Kutip tanpa perubahan bagian artikel tentang sistem proporsional tertutup di antara "Pemilih dinilai sudah" dan "2024 bakal anjlok?", dengan kedua bagian itu ikut disertakan.

**KUTIPAN TERPILIH**
+ + + +
Asumsi Sistem Proporsional Tertutup dan Potensi Turunnya Partisipasi Pemilih

Pemilih dinilai sudah terbiasa mengikuti pileg dengan sistem proporsional terbuka.

ANTARA FOTO/Muhammad Iqbal
Ilustrasi pemilihan umum (Pemilu)
Red: Andri Saubani

REPUBLIKA.CO.ID, oleh Febryan A, Febrianto Adi Saputro

Baca Juga


Mahkamah Konstitusi (MK) akan menggelar sidang lanjutan gugatan uji materi atas ketentuan penggunaan sistem proporsional terbuka. Jika MK mengabulkan gugatan tersebut alias memutuskan pemilihan legislatif (Pileg) kembali menggunakan sistem proporsional tertutup, apakah partisipasi pemilih pada Pemilu 2024 bakal anjlok? 

Direktur Eksekutif Pusat Kajian Politik (Puskapol) Universitas Indonesia Hurriyah mengatakan, partisipasi pemilih berpotensi turun jika sistem proporsional tertutup alias pemilih hanya coblos partai diterapkan kembali. Sebab, pemilih sudah terbiasa mengikuti pileg dengan sistem proporsional terbuka di mana mereka bisa mencoblos caleg yang diinginkan. 

Kendati begitu, dia memperkirakan penurunannya tidak akan signifikan. Penurunan partisipasi pemilih hanya akan terjadi pada kalangan pemilih kritis. 

"(Sebab) pemilih kritis sudah terbiasa memilih calon anggota legislatif (Caleg) yang mereka nilai kompeten untuk duduk di parlemen," kata Hurriyah kepada Republika, dikutip Selasa (17/1/2023). 

Menurutnya, penurunan partisipasi pemilih kritis ini bakal diwujudkan dengan cara tidak memilih alias golput pada Pemilu 2024. Bisa juga mereka memanifestasikan kekecewaan atas sistem proporsional tertutup itu dengan melakukan protest vote atau mencoblos dengan cara yang salah.
+ + + +
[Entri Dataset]

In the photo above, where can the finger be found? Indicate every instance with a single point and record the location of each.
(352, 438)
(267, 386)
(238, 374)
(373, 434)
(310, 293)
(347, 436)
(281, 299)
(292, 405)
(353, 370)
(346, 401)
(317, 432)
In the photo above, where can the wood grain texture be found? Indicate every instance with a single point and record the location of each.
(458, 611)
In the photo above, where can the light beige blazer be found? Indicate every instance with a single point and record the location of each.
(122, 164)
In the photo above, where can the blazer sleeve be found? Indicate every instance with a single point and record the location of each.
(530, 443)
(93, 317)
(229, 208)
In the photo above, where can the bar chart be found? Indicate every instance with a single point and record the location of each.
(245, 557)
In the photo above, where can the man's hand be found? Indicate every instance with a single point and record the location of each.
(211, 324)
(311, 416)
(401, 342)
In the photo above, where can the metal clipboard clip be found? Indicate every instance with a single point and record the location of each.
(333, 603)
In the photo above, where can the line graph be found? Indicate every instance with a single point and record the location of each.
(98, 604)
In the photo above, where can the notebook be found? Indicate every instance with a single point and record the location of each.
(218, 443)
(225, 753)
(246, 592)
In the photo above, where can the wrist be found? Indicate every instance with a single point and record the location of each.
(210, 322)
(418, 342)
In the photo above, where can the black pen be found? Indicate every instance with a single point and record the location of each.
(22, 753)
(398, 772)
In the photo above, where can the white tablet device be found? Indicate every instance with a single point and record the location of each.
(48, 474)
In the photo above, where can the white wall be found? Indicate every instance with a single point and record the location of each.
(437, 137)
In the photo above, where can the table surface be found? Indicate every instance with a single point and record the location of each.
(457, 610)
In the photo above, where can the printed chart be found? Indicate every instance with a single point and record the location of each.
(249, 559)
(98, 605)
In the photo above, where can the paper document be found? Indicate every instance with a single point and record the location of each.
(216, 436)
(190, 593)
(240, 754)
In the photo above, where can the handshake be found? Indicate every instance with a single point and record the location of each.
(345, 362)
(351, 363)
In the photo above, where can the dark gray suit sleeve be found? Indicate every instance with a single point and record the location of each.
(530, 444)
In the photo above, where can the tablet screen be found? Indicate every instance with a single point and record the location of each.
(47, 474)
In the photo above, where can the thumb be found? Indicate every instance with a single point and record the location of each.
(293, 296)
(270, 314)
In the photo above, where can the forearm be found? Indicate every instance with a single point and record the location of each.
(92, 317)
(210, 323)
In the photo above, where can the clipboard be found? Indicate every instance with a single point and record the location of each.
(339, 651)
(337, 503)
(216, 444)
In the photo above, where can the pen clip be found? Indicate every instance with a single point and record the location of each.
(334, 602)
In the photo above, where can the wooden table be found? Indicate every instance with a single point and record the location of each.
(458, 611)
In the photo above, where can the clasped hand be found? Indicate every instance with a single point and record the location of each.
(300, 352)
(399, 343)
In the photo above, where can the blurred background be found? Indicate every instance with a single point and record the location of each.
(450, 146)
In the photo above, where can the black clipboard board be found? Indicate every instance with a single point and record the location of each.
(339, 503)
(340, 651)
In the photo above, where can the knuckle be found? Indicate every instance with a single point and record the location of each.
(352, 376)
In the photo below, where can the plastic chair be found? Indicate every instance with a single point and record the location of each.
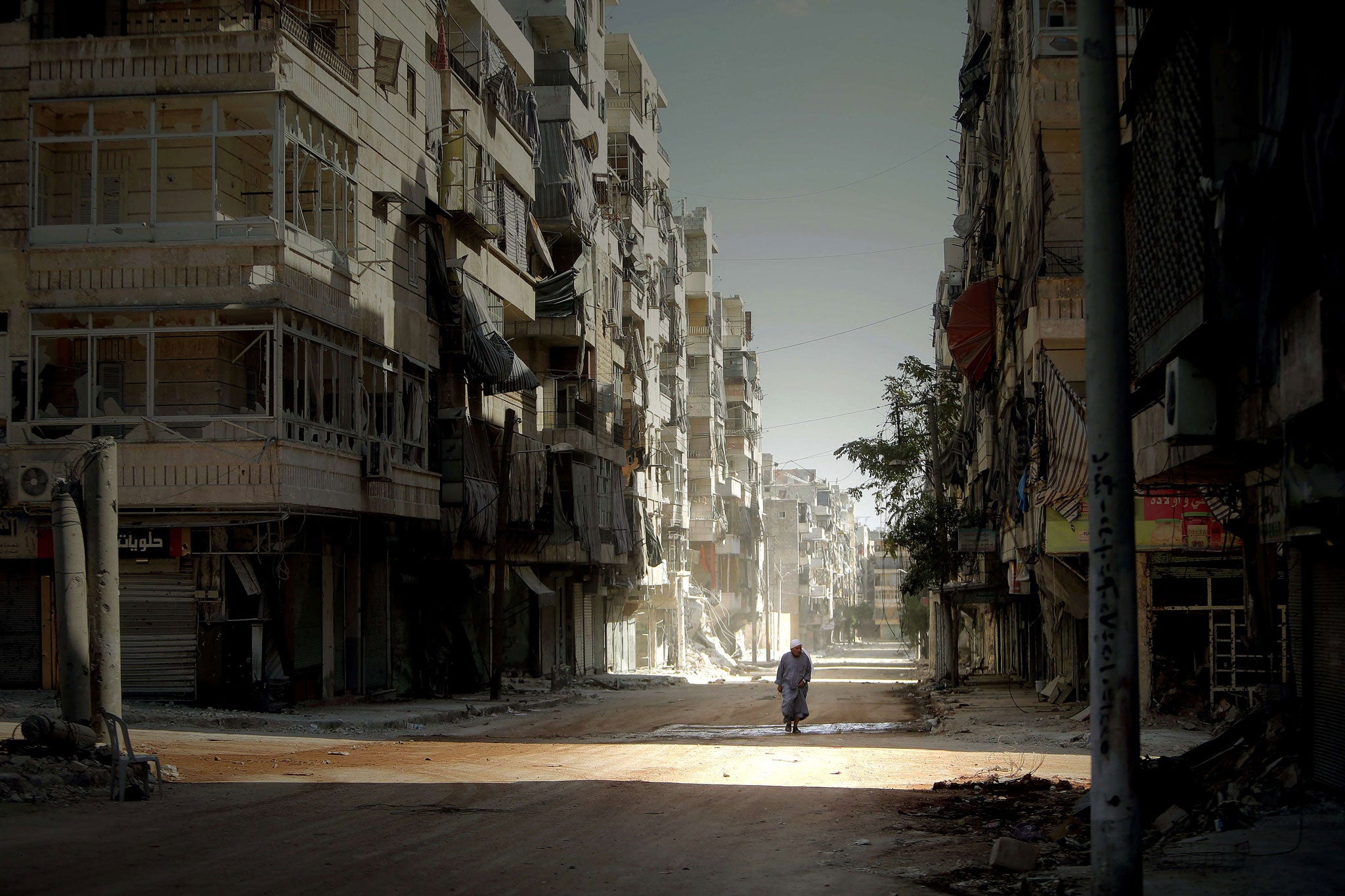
(131, 758)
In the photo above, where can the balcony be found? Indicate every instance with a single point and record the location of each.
(560, 23)
(115, 47)
(479, 209)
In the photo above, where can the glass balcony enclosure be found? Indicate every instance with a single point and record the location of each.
(133, 169)
(225, 373)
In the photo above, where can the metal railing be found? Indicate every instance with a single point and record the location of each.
(1063, 259)
(317, 43)
(632, 101)
(464, 54)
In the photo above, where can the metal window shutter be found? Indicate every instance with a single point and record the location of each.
(307, 594)
(20, 626)
(374, 622)
(1327, 673)
(159, 629)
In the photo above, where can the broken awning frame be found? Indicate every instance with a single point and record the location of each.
(545, 597)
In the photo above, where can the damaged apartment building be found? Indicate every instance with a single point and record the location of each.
(335, 277)
(1228, 139)
(816, 559)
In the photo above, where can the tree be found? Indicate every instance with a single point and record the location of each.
(899, 465)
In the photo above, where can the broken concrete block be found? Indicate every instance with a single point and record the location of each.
(1169, 819)
(1013, 855)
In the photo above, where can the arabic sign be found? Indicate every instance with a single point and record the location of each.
(135, 544)
(18, 538)
(152, 543)
(1164, 522)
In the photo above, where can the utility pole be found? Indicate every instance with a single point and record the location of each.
(100, 496)
(72, 605)
(1113, 609)
(500, 568)
(937, 480)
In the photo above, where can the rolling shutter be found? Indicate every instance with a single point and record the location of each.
(159, 629)
(1327, 668)
(20, 626)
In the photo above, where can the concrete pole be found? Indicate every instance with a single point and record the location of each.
(1113, 616)
(100, 494)
(500, 568)
(72, 606)
(937, 480)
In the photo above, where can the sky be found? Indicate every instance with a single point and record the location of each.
(782, 97)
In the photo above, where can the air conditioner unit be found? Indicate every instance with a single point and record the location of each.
(35, 481)
(1189, 405)
(378, 461)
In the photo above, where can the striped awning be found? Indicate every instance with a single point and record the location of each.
(1060, 453)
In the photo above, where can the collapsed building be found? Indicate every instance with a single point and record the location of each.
(386, 307)
(1232, 381)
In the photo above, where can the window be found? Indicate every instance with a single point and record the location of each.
(319, 179)
(387, 56)
(125, 366)
(413, 257)
(169, 167)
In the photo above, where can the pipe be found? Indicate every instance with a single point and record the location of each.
(72, 605)
(100, 489)
(1113, 609)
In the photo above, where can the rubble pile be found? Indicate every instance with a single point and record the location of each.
(35, 774)
(1224, 784)
(1024, 816)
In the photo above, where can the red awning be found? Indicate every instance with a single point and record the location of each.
(971, 330)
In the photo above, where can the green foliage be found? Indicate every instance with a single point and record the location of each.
(896, 468)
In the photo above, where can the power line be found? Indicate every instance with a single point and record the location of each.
(865, 410)
(884, 320)
(803, 258)
(816, 192)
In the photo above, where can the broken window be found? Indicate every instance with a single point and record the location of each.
(64, 192)
(185, 179)
(62, 377)
(244, 177)
(97, 164)
(219, 373)
(414, 412)
(120, 383)
(320, 181)
(387, 56)
(380, 396)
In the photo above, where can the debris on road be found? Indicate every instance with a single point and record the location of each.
(1007, 853)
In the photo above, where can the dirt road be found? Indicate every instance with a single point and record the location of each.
(659, 790)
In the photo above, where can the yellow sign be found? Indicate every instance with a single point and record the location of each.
(1164, 522)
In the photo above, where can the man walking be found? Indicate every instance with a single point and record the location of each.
(791, 683)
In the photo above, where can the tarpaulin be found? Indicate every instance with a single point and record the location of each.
(971, 330)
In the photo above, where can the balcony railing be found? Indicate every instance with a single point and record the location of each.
(1063, 259)
(464, 53)
(632, 101)
(317, 43)
(319, 37)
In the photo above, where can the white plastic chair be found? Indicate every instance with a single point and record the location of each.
(124, 762)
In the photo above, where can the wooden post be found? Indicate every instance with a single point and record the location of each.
(500, 568)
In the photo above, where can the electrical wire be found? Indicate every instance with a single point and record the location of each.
(862, 410)
(817, 192)
(884, 320)
(803, 258)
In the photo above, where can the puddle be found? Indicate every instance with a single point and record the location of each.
(725, 733)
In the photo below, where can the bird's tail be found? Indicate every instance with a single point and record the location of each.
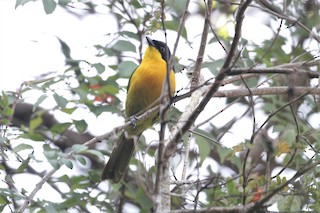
(119, 159)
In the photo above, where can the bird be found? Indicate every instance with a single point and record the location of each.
(143, 91)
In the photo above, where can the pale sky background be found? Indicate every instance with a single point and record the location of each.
(29, 48)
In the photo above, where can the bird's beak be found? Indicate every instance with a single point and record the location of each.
(150, 41)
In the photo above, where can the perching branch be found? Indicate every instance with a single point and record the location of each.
(185, 124)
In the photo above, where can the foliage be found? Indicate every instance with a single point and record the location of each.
(281, 139)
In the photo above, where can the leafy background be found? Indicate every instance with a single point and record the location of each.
(242, 148)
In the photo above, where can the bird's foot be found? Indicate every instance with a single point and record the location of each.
(134, 121)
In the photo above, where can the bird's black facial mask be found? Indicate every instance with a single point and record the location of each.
(162, 47)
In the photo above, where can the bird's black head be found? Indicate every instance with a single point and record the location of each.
(162, 47)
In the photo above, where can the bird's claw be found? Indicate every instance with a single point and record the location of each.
(133, 120)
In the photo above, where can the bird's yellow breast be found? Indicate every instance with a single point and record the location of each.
(146, 84)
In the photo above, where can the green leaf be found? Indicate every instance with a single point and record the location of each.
(99, 67)
(60, 127)
(64, 2)
(49, 6)
(122, 45)
(95, 153)
(39, 101)
(81, 160)
(68, 110)
(35, 122)
(126, 68)
(21, 147)
(289, 204)
(32, 136)
(68, 163)
(81, 125)
(60, 100)
(22, 2)
(79, 148)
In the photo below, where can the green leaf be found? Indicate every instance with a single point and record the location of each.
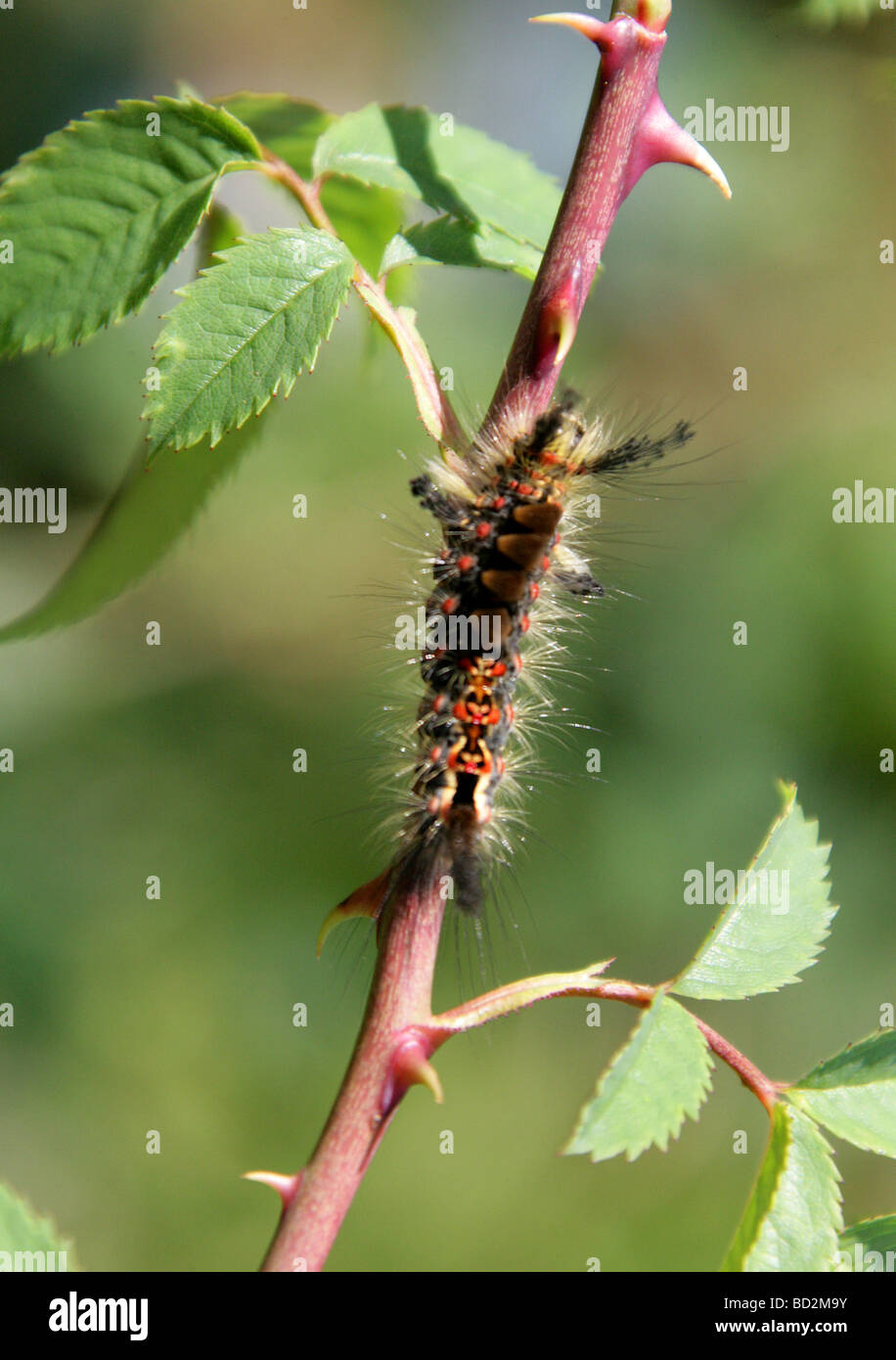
(793, 1214)
(452, 241)
(657, 1077)
(100, 211)
(147, 515)
(244, 331)
(463, 173)
(829, 13)
(365, 218)
(22, 1234)
(287, 126)
(775, 928)
(869, 1246)
(854, 1094)
(219, 231)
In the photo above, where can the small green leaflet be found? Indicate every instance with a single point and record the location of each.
(452, 241)
(854, 1094)
(366, 218)
(839, 11)
(793, 1214)
(775, 928)
(287, 126)
(146, 516)
(22, 1231)
(244, 331)
(450, 167)
(869, 1246)
(98, 212)
(657, 1077)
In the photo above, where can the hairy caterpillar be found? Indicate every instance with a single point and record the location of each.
(499, 509)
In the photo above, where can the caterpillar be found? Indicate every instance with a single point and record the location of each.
(499, 510)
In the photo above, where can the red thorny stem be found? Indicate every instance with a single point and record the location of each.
(626, 131)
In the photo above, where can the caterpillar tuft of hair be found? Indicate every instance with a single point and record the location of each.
(501, 510)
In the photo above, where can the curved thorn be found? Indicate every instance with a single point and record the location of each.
(366, 900)
(286, 1186)
(583, 23)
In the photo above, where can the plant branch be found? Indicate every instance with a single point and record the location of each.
(398, 323)
(626, 131)
(389, 1057)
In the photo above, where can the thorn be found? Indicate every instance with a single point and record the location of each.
(286, 1186)
(593, 28)
(558, 323)
(366, 900)
(412, 1069)
(659, 139)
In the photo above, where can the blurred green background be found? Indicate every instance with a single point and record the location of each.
(176, 760)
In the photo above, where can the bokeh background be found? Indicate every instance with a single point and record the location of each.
(176, 760)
+ + + +
**HASIL TUGAS**
Pemilih dinilai sudah terbiasa mengikuti pileg dengan sistem proporsional terbuka.

ANTARA FOTO/Muhammad Iqbal
Ilustrasi pemilihan umum (Pemilu)
Red: Andri Saubani

REPUBLIKA.CO.ID, oleh Febryan A, Febrianto Adi Saputro

Baca Juga


Mahkamah Konstitusi (MK) akan menggelar sidang lanjutan gugatan uji materi atas ketentuan penggunaan sistem proporsional terbuka. Jika MK mengabulkan gugatan tersebut alias memutuskan pemilihan legislatif (Pileg) kembali menggunakan sistem proporsional tertutup, apakah partisipasi pemilih pada Pemilu 2024 bakal anjlok?